Type the entries again, word for word.

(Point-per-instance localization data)
- - -

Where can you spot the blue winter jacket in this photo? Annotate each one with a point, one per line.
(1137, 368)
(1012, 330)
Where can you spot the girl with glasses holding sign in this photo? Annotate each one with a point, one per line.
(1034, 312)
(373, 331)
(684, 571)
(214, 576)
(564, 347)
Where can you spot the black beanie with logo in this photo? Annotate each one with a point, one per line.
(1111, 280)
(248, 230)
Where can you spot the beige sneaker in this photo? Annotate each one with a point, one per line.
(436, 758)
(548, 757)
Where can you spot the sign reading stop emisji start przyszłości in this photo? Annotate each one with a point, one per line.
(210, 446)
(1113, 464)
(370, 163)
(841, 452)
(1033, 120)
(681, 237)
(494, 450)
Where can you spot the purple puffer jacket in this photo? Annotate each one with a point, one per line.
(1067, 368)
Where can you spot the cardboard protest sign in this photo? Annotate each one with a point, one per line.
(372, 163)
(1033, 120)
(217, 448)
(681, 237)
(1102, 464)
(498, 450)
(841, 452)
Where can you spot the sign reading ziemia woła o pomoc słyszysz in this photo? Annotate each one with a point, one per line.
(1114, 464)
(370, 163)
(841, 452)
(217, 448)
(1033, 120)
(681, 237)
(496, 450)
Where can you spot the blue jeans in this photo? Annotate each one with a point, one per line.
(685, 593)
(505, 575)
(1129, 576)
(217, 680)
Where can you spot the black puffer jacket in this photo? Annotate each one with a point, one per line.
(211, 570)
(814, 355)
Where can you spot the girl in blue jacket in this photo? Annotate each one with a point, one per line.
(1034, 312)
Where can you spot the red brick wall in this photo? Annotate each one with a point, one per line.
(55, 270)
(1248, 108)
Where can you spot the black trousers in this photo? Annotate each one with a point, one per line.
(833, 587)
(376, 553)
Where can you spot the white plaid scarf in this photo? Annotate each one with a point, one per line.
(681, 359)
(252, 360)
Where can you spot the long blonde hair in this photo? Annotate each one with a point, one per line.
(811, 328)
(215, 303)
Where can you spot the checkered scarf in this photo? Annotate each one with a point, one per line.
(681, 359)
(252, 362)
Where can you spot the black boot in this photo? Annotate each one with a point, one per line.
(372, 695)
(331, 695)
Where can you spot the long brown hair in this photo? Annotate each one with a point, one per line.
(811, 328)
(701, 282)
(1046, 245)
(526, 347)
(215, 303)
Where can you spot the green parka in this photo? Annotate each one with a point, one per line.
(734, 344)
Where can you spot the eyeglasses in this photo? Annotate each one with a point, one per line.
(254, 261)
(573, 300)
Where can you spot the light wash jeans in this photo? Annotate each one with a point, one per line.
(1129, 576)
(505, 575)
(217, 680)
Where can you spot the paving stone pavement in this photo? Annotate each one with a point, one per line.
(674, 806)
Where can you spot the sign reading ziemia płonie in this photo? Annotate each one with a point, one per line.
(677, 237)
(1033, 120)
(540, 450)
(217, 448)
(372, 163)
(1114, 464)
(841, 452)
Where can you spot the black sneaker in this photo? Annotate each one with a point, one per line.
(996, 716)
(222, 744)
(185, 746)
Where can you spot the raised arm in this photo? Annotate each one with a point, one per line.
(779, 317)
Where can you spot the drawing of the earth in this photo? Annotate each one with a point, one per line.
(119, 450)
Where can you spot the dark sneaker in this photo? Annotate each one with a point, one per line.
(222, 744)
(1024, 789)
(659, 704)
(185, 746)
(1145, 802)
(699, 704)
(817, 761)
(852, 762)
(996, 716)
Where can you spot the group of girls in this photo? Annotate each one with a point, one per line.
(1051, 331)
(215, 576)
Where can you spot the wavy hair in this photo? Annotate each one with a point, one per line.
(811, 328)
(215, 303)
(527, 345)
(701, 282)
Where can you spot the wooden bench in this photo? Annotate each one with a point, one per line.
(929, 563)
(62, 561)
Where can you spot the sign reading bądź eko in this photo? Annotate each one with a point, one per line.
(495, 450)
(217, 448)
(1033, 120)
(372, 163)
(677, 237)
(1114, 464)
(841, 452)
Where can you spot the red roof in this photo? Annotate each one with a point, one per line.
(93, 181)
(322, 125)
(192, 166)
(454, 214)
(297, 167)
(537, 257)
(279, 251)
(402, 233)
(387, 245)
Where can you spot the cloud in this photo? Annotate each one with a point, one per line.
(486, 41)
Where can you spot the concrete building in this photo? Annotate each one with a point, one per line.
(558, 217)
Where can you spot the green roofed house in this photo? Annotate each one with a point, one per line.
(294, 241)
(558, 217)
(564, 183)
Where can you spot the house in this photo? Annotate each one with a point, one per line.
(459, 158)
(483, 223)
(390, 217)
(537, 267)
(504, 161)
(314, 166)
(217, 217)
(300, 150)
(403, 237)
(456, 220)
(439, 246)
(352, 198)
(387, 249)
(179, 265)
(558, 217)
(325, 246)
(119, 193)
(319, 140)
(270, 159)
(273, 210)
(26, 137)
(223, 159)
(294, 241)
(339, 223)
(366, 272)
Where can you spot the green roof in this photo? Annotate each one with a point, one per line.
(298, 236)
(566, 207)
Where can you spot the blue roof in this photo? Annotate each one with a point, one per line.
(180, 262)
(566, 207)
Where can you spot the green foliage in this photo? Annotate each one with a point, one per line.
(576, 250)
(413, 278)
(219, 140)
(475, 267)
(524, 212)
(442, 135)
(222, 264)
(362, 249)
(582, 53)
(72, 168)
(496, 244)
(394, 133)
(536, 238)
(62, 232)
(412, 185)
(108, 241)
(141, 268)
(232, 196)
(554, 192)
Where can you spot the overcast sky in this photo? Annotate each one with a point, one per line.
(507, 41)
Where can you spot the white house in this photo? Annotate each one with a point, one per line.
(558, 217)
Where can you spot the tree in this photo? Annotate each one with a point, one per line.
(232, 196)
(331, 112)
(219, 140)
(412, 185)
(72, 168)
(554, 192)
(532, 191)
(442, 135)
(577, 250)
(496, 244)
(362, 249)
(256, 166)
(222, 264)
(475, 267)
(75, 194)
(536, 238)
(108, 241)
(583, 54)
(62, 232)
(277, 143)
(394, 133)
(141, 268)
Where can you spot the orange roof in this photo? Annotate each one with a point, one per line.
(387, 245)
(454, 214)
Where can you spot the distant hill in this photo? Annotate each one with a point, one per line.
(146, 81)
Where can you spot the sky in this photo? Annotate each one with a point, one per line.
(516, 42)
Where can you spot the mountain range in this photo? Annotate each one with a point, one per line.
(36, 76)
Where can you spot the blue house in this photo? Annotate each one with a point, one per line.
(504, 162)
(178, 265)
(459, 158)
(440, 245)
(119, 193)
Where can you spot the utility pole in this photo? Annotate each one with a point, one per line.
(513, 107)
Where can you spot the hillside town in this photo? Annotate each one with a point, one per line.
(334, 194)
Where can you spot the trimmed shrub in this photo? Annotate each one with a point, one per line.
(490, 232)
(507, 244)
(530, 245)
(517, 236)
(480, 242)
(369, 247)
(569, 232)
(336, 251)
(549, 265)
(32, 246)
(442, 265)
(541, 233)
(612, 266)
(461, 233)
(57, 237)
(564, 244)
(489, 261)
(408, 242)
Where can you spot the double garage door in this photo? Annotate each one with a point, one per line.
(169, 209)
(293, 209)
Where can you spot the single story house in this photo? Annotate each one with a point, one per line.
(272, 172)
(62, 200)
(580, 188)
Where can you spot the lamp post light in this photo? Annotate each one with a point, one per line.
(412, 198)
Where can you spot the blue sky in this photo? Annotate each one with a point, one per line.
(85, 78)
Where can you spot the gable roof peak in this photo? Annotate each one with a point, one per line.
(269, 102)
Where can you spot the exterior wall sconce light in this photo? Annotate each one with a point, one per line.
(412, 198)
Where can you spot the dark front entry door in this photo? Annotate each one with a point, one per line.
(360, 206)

- - -

- [Result of the exercise]
Where can you spot the blue winter jacket in this photo? Annotate each one with a point, one per line.
(1137, 368)
(1012, 330)
Where can you spot the girl with glasses holding sign in this photo? Annotate each one with a point, one per line.
(1034, 312)
(373, 331)
(684, 571)
(214, 576)
(564, 347)
Where can you spot the black beanie with logo in this photo? Annotate each one with a point, one per line.
(1111, 280)
(248, 230)
Where can you spot the beige sneaker in this photo? Annotate each one with a point, one per line.
(436, 758)
(548, 757)
Where can you spot the sign reading stop emisji start przyszłości in this photo? Annotate each one with a point, one per line.
(210, 446)
(1113, 464)
(370, 163)
(841, 452)
(1033, 120)
(681, 237)
(494, 450)
Where can you spot the purple puffer jacket in this photo? Annotate each one with a point, one per line.
(1067, 368)
Where can you spot the cardboard protest sign in this photo? Annotate each one with a point, one per line.
(372, 163)
(1033, 120)
(217, 448)
(681, 237)
(1102, 464)
(498, 450)
(841, 452)
Where can you spot the sign reading ziemia woła o pomoc słyszysz in this photo? Annotate each one with a point, one per line.
(1114, 464)
(370, 163)
(841, 452)
(217, 448)
(1033, 120)
(681, 237)
(496, 450)
Where can you spot the blue jeans in this photo? Annotate each one with a point, one per line.
(685, 593)
(505, 575)
(1129, 576)
(217, 680)
Where can you spot the black puffer jacket in this photo? Annotate each one with a point, one per line.
(211, 570)
(814, 355)
Where can you spot the girl in blue jacket in this photo? Annotate each one with a point, one per line.
(1034, 312)
Where can you spot the red brick wall in this photo? Annotate each one with a point, one per line.
(55, 270)
(1248, 108)
Where can you spot the black trousers in this photo? Annotate each one with a point, one per line.
(833, 587)
(376, 553)
Where can you spot the white plaid scarf in this photo? Annotate each one with a point, one per line.
(681, 359)
(252, 360)
Where can you spot the long blonde hair in this photo? Annotate each one with a point, one per line.
(811, 328)
(215, 303)
Where can you spot the checkered scarf in this photo? Annotate each one with a point, one per line.
(681, 359)
(252, 362)
Where can you spot the black boot in this photo? Annotate each one with a point, one per line.
(372, 695)
(331, 695)
Where can you spot the long brown hair in this photo? Annotate each one with a point, one per line.
(811, 328)
(701, 282)
(1046, 245)
(526, 347)
(215, 303)
Where can you spot the green parka in this photo? Annotate each one with a point, one per line.
(734, 344)
Where can you spot the eyeglasses in this photo? Annotate each one with a point, one per line.
(254, 261)
(573, 300)
Where can you spot the light wash jeans in this photo? Annotate each one with a point, one per line.
(1129, 576)
(505, 575)
(217, 680)
Where can you spot the paving stone pavement in this photo? Annotate each one with a point, one per line.
(674, 806)
Where can you spot the sign reading ziemia płonie in this photo? Annotate each one with a point, one per line.
(677, 237)
(1033, 120)
(540, 450)
(217, 448)
(372, 163)
(1114, 464)
(841, 452)
Where can you spot the black sneaker in this photo? Annotate each one with a point, one per line.
(996, 716)
(222, 744)
(185, 746)
Where can you spot the raised arm in this photo? Annotate each one with a point, one per line.
(779, 317)
Where can you spot the drawing of the earth in this photo? Annotate each one with a point, one per line.
(119, 450)
Where can you spot the dark sneaker in this photo? Annotate each one with a point, one per line.
(222, 744)
(1024, 789)
(659, 704)
(185, 746)
(1145, 802)
(699, 704)
(817, 761)
(852, 762)
(996, 716)
Where can you spot the group of girls in this photo? Annotate each one with a point, one per line.
(1051, 331)
(215, 576)
Where can you spot the wavy hair in this photo? Annotate each one with a point, one per line.
(811, 328)
(215, 303)
(527, 345)
(701, 282)
Where can you spot the wooden bench in this photo? Annotate each one with a point, one per line.
(929, 563)
(62, 561)
Where can you spot the sign reading bądź eko in this photo? Annotate each one with a point, one per line.
(495, 450)
(217, 448)
(1033, 120)
(372, 163)
(677, 237)
(1114, 464)
(841, 452)
Where can you spot the red roof in this photo? Annotate each one with a point, one per line.
(93, 181)
(322, 125)
(192, 166)
(454, 214)
(297, 167)
(537, 257)
(279, 251)
(402, 233)
(387, 245)
Where can you spot the cloud in this photo? Annotate each one with a point, one per line.
(486, 41)
Where can you spot the concrete building in this photo? Annotate each one with a point, one per line.
(558, 217)
Where can you spot the green roofed house in this photo? Annotate each one with a point, one per line.
(294, 241)
(558, 217)
(564, 183)
Where can you spot the house in this photo? Annotate each one with a point, one per line.
(459, 158)
(483, 223)
(390, 217)
(537, 267)
(504, 161)
(314, 166)
(217, 217)
(300, 150)
(403, 237)
(456, 220)
(439, 246)
(352, 198)
(387, 249)
(179, 265)
(558, 217)
(325, 246)
(119, 193)
(319, 140)
(270, 159)
(273, 210)
(26, 137)
(223, 159)
(294, 241)
(339, 223)
(366, 272)
Where can you spot the green roof in this photo? Annotate each one with a point, one per line.
(298, 236)
(566, 207)
Where can you spot the blue roof in this photo? Annotate each one with a point, one per line.
(180, 262)
(566, 207)
Where can you spot the green foliage in this photo? Annotate each one with a point, one per line.
(576, 250)
(413, 278)
(219, 140)
(475, 267)
(524, 212)
(442, 135)
(222, 264)
(362, 249)
(582, 53)
(72, 168)
(496, 244)
(394, 133)
(536, 238)
(62, 232)
(412, 185)
(108, 241)
(141, 268)
(232, 196)
(554, 192)
Where can you spot the overcast sky in this photo? Annotate each one with a point, one per line.
(507, 41)
Where can you spot the white house in this photo? Annotate each one with a point, one per line.
(558, 217)
Where can you spot the tree in this photo? Annotate each one with a point, one per line.
(232, 196)
(331, 112)
(219, 140)
(412, 185)
(72, 168)
(554, 192)
(532, 191)
(442, 135)
(577, 250)
(496, 244)
(362, 249)
(256, 166)
(222, 264)
(475, 267)
(75, 194)
(536, 238)
(108, 241)
(583, 54)
(62, 232)
(277, 143)
(394, 133)
(141, 268)
Where can you spot the orange roof in this photo? Annotate each one with a point, one per line.
(387, 245)
(454, 214)
Where can you spot the distant hill in this photo? Annotate each one with a point, one per line.
(146, 81)
Where can you spot the sky in this photo? Annotate each one with a point, one per line.
(516, 42)
Where can you spot the mountain range in this photo? Annotate each one with a point, one per line.
(36, 76)
Where can you spot the blue house in this photo? Annotate each one with a point, one per line.
(504, 162)
(178, 265)
(459, 158)
(440, 245)
(119, 193)
Where can you spot the utility pole in this photo? Annotate each one with a point, one per line.
(513, 107)
Where can you spot the hillside town in this photo? Annotate each one with a point, one per line.
(334, 194)
Where can you spot the trimmed shrub in this photo? Annotate each one with a point, one per line.
(490, 232)
(507, 244)
(530, 245)
(517, 236)
(480, 242)
(369, 247)
(569, 232)
(336, 251)
(549, 265)
(32, 246)
(442, 265)
(541, 233)
(612, 266)
(461, 233)
(57, 237)
(564, 244)
(489, 261)
(408, 242)
Where can you spot the double garage door in this photo? Annotate each one with a point, one per line.
(169, 209)
(293, 209)
Where can you spot the single story house in this photo? Annotate each one with a point, one per line.
(272, 172)
(62, 200)
(580, 188)
Where can you spot the lamp post light in this photo? Annotate each one with a point, one per line.
(412, 198)
Where can you spot the blue sky in this photo? Annotate each one with a point, one per line.
(85, 78)
Where can you spot the gable roof peak in this photo? Annotate each one with a point, one per line.
(269, 102)
Where can you spot the exterior wall sconce light in this photo? Annotate each one with a point, one per line.
(412, 198)
Where can you spot the dark front entry door in this photo? Annotate each one with a point, one per line.
(360, 206)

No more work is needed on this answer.